§ **Extrait du document**:
On a beau être comme Bettina, dans l’opéra-comique « La Mascotte », et aimer ses dindons "quand ils font leur doux glou glou glou", vient le moment pour l’un d’entre eux de se faire plumer.
Malheureusement pour lui, en cette veille de Noël, l’heure a sonné. Il sera désigné comme celui qui va finir farci, sur la table familiale. Et franchement, il n’y a pas de quoi pavoiser lorsque l’on est le dindon de la farce.
Alors, d’un côté, le dindon. De l’autre, la farce. Comment arriver à n’en faire qu’un ? Commençons par le volatile. En langage familier, depuis très longtemps déjà, péjorativement, une dinde désigne une jeune fille niaise et stupide. Le dindon est donc tout naturellement considéré comme son pendant masculin : un nigaud, qui se laisse facilement duper.
Et la farce ? Si l’habitude culinaire est prise de farcir dinde ou dindon, à partir du XVIIIe siècle, on peut aussi se pencher sur l’ancien français « farse», utilisé bien auparavant, dans le sens de « moquerie ».

§ **Lignes**:

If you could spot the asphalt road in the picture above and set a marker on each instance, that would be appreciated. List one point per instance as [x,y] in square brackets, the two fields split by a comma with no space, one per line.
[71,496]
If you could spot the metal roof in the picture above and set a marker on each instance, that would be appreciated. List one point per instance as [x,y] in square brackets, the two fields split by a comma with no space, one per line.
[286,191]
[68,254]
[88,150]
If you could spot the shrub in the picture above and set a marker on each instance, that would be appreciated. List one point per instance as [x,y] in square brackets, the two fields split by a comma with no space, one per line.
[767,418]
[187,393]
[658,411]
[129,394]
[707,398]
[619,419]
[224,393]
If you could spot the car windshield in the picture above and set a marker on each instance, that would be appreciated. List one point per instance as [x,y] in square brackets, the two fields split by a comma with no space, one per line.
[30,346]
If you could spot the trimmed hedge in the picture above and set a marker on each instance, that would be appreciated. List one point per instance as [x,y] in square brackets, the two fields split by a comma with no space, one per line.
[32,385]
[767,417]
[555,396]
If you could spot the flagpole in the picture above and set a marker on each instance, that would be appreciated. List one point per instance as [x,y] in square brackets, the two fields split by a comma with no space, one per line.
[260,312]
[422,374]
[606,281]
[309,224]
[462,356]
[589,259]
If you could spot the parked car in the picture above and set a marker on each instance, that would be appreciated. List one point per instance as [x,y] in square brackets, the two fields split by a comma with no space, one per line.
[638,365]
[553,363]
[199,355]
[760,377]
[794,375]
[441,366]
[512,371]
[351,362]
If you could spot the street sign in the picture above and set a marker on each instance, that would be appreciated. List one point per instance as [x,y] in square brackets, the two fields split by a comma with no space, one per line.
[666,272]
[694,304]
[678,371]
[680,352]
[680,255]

§ **Consigne**: Selon l'extrait, quel sens avait le mot « farse » en ancien français ? Répondez en quelques mots, s'il vous plaît. Les enregistrements n'ont aucun rapport avec l'extrait.

§ **Résultat ci-dessous**: Il avait le sens de « moquerie ».